Sizden Beklenen:
Kıdem tazminatı fonu hakkındaki metinde “Buna göre kıdem” sözleriyle başlayıp “getirilmesi an meselesidir.” sözleriyle biten bölümü, iki uç da dahil, hiç değiştirmeden yazın.

Metin:

----

61. Hükümet yeni programında esnek çalışma modellerinin hayata geçirileceğinin sinyallerini verdi. Bildiğiniz gibi torba yasada da esnek çalışma gündeme gelmiş tepkiler nedeni ile hayata geçirilmemiş ve yasallaşmamıştı. Fakat hükümet işçi ve emekçilerin tepki gösterdiği parttime, evden çalışma, çağrı üzerine çalışma gibi esnek çalışma modellerini yasalara koymak için kararlı görünüyor. Bu yüzden de 61.hükümet ilk iş olarak kıdem tazminatını kaldıracağını ve yerine bir fon kurulacağını açıktan ilan etti. Programda, “işçilerin büyük çoğunluğunun kıdemini alamadığını, işletmelerin üzerinde ödeme baskısı oluşturan, çalışma hayatının en önemli sorun alanlarının başında gelen kıdem tazminatı sorunu, kazanılmış hakları koruyan ve bütün işçilerin kıdem tazminatını garanti altına alan bir fon oluşturularak çözülecek” denildi.

Buna göre kıdem tazminatı kaldırılacak ve her bir işçinin bireysel hesabının olduğu kıdem tazminatı fonu oluşturulacak. İşverenler yeni kurulacak bu fona her ay personelin aylık ücretinin belli bir oranında prim ödeyecek. Kıdem tazminat ödemeleri bu fondan yapılacak. İşçiler kıdem tazminatlarını bu durumda patronlardan değil, oluşturulan bu fondan alacak.

Evet, ilk başta iyi gibi görünse de sonrasında bu fon kesintilerinin bizim ücretlerimizden kesileceğini tahmin etmek çok zor değil. Şu anki vergi iade paraları nasıl ücretlerimizden kesiliyor. Normal ücret gibi gösteriliyorsa, bu fonda bizim ücretlerimizden kesilecek. Aynı şekilde işsizlik sigortası fonu da şuanda nasıl patronların yararına kullanılıyor ve bizim ücretlerimizden kesiliyorsa bu fonun da o duruma getirilmesi an meselesidir.

----

Kaynak Malzeme:
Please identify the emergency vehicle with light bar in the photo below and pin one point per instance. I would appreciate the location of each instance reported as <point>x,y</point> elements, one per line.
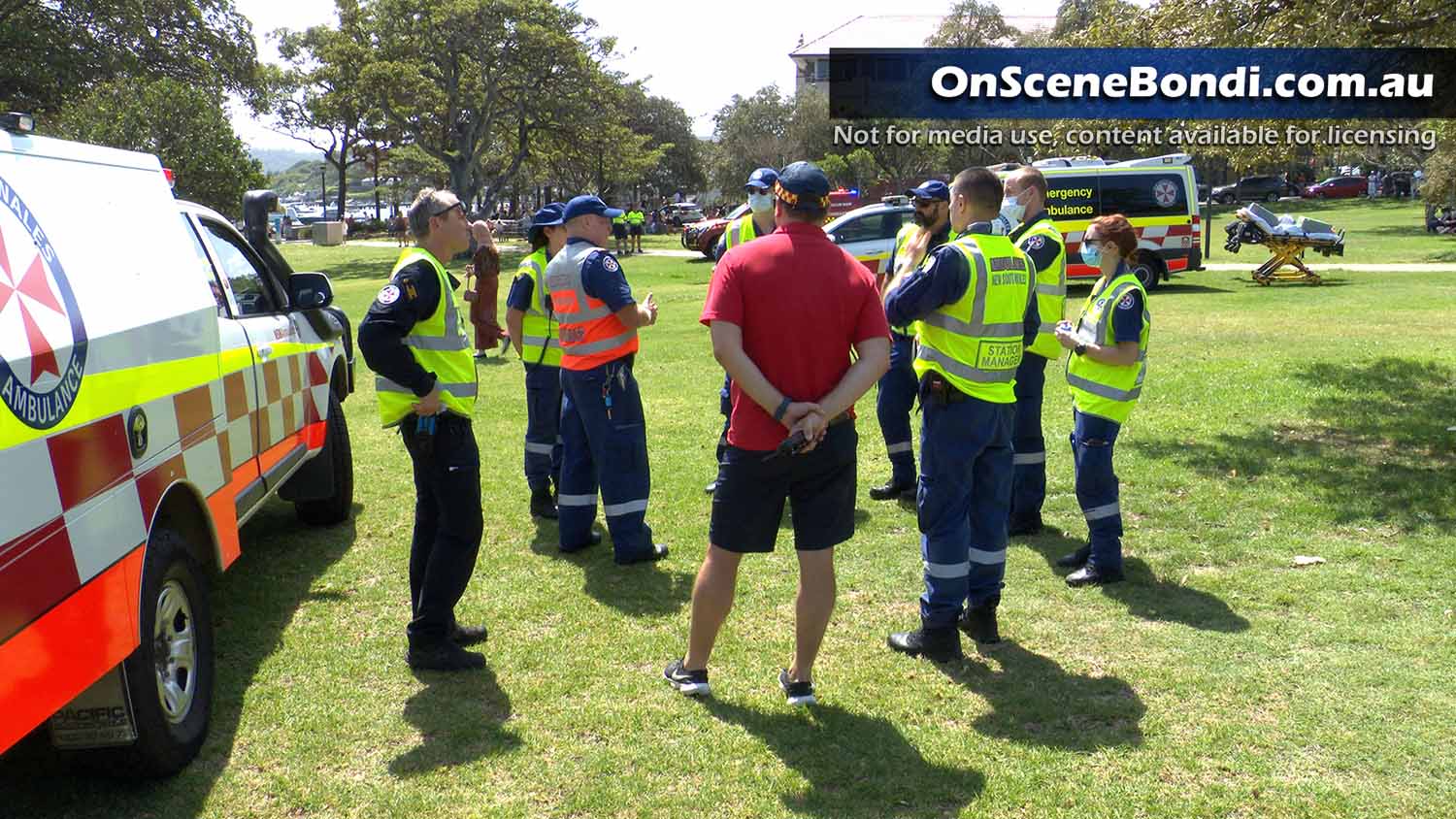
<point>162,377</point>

----

Alıştırmanın Sonucu:
Buna göre kıdem tazminatı kaldırılacak ve her bir işçinin bireysel hesabının olduğu kıdem tazminatı fonu oluşturulacak. İşverenler yeni kurulacak bu fona her ay personelin aylık ücretinin belli bir oranında prim ödeyecek. Kıdem tazminat ödemeleri bu fondan yapılacak. İşçiler kıdem tazminatlarını bu durumda patronlardan değil, oluşturulan bu fondan alacak.

Evet, ilk başta iyi gibi görünse de sonrasında bu fon kesintilerinin bizim ücretlerimizden kesileceğini tahmin etmek çok zor değil. Şu anki vergi iade paraları nasıl ücretlerimizden kesiliyor. Normal ücret gibi gösteriliyorsa, bu fonda bizim ücretlerimizden kesilecek. Aynı şekilde işsizlik sigortası fonu da şuanda nasıl patronların yararına kullanılıyor ve bizim ücretlerimizden kesiliyorsa bu fonun da o duruma getirilmesi an meselesidir.